• [Data for this exercise]

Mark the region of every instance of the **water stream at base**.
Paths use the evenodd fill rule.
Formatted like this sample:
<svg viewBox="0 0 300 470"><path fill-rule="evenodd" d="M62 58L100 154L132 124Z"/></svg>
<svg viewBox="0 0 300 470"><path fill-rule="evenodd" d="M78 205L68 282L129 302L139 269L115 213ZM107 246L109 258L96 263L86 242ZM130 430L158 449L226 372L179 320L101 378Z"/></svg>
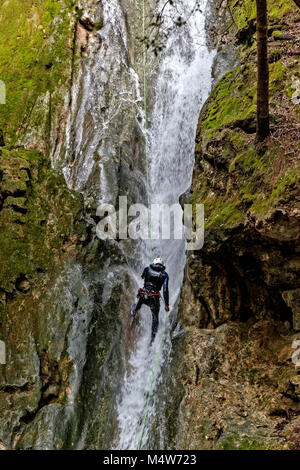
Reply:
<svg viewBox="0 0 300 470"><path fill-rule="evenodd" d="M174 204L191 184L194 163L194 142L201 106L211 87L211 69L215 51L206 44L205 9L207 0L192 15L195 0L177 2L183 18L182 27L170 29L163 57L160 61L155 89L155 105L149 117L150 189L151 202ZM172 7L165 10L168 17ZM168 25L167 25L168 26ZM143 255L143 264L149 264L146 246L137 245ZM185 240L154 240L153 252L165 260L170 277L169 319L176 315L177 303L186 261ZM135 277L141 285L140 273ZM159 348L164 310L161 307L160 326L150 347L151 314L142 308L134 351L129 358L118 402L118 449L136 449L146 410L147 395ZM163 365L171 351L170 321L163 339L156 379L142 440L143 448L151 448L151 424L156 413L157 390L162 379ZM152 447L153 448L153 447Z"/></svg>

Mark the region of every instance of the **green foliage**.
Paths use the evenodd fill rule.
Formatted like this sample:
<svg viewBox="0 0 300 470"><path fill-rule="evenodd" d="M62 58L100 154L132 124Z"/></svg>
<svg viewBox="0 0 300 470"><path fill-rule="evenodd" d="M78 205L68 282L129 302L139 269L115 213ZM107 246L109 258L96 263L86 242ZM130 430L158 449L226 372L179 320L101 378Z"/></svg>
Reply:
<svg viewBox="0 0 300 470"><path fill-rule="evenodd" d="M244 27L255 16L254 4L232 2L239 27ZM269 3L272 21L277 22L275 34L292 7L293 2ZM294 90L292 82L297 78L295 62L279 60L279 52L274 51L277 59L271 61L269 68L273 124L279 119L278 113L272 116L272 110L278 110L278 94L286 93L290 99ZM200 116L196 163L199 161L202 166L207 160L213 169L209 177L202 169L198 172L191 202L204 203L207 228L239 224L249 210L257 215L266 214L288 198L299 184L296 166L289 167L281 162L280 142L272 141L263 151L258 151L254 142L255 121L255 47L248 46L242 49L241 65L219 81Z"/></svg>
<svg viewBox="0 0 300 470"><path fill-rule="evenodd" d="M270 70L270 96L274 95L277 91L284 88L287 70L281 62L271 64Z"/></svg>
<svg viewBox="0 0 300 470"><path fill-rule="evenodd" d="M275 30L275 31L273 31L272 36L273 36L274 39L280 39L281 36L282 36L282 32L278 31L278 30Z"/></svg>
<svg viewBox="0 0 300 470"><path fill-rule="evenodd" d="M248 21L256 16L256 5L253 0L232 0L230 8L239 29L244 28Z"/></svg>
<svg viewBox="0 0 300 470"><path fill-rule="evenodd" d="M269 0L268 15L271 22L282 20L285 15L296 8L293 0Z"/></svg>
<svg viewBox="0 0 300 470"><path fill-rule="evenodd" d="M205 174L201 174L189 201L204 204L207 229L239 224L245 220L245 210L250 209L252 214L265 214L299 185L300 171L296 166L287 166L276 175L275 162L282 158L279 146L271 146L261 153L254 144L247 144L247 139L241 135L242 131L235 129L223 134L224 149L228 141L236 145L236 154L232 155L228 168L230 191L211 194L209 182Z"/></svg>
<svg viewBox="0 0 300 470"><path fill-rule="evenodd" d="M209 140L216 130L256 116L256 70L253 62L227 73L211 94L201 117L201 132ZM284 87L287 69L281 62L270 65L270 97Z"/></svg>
---
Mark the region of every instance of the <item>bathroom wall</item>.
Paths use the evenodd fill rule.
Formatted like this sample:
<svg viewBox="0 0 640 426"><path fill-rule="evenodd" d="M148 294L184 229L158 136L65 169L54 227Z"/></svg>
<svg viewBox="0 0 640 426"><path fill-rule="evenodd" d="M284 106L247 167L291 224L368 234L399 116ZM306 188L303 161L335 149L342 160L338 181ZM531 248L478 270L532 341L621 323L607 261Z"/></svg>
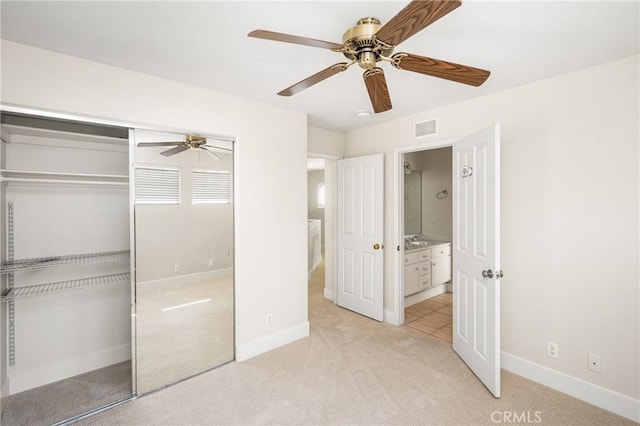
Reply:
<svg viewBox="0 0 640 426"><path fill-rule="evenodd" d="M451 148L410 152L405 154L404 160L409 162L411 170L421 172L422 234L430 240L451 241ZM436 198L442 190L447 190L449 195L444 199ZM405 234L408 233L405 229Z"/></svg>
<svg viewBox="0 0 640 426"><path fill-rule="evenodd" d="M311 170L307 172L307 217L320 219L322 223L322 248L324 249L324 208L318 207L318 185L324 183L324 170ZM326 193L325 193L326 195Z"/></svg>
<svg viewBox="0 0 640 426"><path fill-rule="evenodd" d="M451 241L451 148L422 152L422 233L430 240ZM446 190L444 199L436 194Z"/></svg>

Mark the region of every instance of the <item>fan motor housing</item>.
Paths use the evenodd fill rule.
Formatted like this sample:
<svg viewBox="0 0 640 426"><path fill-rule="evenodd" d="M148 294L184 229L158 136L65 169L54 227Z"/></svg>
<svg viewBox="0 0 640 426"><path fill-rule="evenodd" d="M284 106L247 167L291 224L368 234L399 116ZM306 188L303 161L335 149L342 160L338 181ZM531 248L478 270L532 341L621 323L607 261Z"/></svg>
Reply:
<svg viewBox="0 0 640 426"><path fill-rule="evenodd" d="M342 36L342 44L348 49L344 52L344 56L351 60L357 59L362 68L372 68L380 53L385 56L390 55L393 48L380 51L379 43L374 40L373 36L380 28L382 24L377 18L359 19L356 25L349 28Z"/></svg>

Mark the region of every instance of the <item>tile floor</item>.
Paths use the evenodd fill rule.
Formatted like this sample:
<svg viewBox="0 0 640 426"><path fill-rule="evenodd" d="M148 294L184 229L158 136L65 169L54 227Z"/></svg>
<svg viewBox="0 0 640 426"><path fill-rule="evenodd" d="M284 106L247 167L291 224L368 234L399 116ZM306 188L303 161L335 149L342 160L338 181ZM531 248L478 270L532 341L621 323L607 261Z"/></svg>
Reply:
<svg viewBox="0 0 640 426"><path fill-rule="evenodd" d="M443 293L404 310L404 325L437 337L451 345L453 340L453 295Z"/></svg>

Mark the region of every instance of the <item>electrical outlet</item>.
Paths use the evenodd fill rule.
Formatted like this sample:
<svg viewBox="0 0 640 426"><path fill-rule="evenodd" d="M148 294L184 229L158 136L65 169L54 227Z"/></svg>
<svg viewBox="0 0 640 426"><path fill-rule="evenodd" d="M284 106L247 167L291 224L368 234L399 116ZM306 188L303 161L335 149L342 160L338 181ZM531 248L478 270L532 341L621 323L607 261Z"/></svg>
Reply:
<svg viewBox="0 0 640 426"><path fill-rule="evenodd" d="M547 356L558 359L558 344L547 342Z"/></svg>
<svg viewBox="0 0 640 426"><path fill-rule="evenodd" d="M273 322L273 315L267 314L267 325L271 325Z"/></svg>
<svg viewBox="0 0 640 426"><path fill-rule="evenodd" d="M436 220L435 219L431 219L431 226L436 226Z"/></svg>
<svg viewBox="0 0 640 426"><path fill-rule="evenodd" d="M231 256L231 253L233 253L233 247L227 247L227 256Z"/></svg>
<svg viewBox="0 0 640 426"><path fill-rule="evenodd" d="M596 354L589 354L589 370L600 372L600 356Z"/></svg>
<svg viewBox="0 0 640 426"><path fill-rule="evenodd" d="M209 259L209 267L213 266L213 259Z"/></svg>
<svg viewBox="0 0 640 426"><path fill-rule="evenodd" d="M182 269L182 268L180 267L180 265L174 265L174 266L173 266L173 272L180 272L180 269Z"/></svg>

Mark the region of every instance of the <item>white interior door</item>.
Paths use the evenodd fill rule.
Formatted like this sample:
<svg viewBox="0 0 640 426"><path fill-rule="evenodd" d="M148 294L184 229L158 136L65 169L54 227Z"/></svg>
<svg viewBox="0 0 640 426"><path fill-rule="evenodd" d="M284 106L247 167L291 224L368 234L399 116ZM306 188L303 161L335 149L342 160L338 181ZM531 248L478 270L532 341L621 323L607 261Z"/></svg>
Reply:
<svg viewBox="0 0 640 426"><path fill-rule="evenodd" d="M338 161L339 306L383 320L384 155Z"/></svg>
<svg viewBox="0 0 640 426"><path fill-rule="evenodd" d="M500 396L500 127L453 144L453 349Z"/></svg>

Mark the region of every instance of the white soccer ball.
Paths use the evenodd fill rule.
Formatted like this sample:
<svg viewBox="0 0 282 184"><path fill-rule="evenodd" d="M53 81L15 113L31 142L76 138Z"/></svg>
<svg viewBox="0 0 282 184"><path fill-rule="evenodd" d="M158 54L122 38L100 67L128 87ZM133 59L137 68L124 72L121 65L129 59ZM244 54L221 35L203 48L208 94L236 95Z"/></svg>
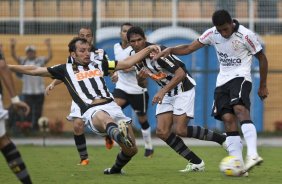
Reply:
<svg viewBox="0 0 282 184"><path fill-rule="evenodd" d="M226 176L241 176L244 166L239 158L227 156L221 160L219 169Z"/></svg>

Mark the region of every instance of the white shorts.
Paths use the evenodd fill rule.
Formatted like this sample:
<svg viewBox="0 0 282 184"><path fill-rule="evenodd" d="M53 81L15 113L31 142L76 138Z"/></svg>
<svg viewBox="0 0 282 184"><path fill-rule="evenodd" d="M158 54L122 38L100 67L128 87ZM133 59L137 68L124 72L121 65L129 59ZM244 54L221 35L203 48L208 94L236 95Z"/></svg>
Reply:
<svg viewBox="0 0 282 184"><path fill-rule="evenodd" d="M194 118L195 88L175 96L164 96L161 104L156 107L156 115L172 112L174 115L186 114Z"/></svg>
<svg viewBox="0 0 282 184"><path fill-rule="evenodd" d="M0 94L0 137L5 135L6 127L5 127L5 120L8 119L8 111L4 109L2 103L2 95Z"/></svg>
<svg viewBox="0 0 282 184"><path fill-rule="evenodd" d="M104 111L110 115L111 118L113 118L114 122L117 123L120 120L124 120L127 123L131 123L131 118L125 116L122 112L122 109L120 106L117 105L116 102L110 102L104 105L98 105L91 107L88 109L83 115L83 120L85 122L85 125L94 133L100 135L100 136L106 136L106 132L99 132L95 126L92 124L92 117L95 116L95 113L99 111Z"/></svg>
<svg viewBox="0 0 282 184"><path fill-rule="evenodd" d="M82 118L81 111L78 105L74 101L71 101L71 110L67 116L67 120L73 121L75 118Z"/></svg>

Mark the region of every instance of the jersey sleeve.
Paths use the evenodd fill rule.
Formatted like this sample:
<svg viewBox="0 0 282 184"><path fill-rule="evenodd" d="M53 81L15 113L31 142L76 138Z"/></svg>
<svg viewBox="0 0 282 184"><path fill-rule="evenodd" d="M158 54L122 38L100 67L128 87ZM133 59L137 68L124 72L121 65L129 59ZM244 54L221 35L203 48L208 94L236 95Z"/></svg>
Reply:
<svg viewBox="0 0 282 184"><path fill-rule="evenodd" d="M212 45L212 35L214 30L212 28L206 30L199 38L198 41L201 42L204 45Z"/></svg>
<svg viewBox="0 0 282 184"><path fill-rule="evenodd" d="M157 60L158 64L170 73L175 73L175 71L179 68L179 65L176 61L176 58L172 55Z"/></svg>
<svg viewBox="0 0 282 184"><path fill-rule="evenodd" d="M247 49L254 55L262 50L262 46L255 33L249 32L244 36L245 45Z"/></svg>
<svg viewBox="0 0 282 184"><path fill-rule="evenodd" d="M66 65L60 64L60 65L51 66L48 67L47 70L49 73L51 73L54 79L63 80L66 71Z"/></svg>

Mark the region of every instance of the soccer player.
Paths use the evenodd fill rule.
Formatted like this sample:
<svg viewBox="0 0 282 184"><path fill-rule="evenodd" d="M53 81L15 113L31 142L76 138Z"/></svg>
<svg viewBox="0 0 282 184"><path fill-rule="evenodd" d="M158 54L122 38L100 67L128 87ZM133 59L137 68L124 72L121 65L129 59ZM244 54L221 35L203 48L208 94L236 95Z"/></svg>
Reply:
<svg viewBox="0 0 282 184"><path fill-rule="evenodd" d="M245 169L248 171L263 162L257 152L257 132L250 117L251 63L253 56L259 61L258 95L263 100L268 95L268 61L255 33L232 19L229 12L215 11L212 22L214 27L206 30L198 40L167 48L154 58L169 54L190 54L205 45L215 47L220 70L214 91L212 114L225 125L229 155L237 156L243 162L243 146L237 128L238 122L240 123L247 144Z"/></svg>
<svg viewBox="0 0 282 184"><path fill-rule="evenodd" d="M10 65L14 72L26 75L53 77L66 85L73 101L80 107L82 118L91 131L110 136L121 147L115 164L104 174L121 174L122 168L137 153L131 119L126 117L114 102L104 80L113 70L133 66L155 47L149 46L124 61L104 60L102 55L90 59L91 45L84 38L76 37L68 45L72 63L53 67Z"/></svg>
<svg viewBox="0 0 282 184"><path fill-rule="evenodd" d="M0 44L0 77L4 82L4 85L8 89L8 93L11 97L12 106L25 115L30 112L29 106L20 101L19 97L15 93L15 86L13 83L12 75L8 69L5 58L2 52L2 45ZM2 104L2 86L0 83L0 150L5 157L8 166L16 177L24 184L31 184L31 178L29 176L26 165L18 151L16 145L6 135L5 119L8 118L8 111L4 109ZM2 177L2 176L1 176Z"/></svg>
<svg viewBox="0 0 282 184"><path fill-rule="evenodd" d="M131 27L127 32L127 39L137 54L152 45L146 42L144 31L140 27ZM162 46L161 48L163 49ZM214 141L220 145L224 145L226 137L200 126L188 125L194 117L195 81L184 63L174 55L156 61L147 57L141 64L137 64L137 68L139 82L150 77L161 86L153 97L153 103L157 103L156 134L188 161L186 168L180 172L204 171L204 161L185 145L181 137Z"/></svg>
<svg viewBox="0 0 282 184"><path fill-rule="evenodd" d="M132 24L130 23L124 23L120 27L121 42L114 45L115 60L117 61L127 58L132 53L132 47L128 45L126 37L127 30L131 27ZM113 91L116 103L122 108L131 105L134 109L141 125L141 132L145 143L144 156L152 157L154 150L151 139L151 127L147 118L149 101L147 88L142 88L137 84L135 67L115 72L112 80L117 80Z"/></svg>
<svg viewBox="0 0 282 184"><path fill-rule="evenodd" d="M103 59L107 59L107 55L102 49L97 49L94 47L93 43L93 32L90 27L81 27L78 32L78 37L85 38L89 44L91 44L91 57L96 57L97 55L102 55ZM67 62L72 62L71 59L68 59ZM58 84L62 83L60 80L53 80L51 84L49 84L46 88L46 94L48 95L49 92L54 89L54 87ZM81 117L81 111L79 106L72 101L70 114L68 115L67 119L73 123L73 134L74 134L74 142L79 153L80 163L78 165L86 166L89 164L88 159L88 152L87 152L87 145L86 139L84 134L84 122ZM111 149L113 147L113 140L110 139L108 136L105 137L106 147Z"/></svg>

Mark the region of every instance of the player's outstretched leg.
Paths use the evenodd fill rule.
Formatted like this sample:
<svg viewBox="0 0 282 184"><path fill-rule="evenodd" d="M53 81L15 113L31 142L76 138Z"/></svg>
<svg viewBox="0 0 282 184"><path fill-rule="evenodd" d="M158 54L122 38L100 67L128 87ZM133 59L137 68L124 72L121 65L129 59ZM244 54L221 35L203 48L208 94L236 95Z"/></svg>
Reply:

• [Aim of the task] If a line contains the string "region", it counts toward the total; state that total for the records above and nothing more.

• [Completed exercise] 12